Gather every line of the following records that holds the string "below", copying each one in full. Case counts.

Position annotation records

━━━━━━

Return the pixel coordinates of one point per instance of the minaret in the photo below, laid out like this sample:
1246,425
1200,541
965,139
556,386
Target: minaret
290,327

━━━━━━

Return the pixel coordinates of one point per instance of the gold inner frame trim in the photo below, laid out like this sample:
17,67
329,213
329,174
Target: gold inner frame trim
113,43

━━━━━━

## Solved exercise
Return the pixel coordinates of one point per instance of the minaret in the photo below, laid out like this sample:
Return the pixel coordinates of one point per instance of the gold inner frame trim in the photo below, laid out like this sample:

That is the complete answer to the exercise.